## Page text
It Shrinks! It Cracks!
NASA/JPL-Caltech/UArizona
It Shrinks! It Cracks!
ESP_049723_1880  Science Theme: Volcanic Processes
Given enough time, impact craters on Mars tend to fill up with different materials. For instance, some craters on Mars had lakes inside them in the past. When these lakes dried out, they left behind traces of their past existence, such as sedimentary deposits (materials that were carried along with the running water into the lake inside the crater and then settled down). Some craters, especially in high latitudes, contain ice deposits that filled the crater when an earlier ice age allowed ice to extend into the crater’s latitude.

Here, we have a crater that lies close to Elysium, a major volcanic system on Mars. The whole region surrounding the crater was at some point covered by lava from the volcano creating vast lava plains, and in the process, flooding impact craters in their way.

When the lava eventually cooled down, it solidified and began to shrink in size. This shrinking led to formation of cracks on the surface of the lava that grew in a circular pattern matching the shape of the crater it was filling.

## Given problem 1
According to the Mars crater page, what major volcanic system lies close to the crater?
## Given problem 2
Carry the Mars crater page forward, starting after its final sentence.
The listing after the Mars crater page is separate material.

## Data section
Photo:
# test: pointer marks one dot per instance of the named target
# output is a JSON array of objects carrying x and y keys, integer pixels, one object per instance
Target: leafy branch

## Result 1
Elysium

## Result 2
Scientists can study these fractures and estimate how much it shrank in volume to better understand the properties of the lava (such as its temperature) during the time it filled the crater.



Written by: M. Ramy El-Maarry (audio: Tre Gibbs)  (20 April 2017)
 
Acquisition date
05 March 2017

Local Mars time
14:00

Latitude (centered)
7.936°

Longitude (East)
148.634°

Spacecraft altitude
276.1 km (171.6 miles)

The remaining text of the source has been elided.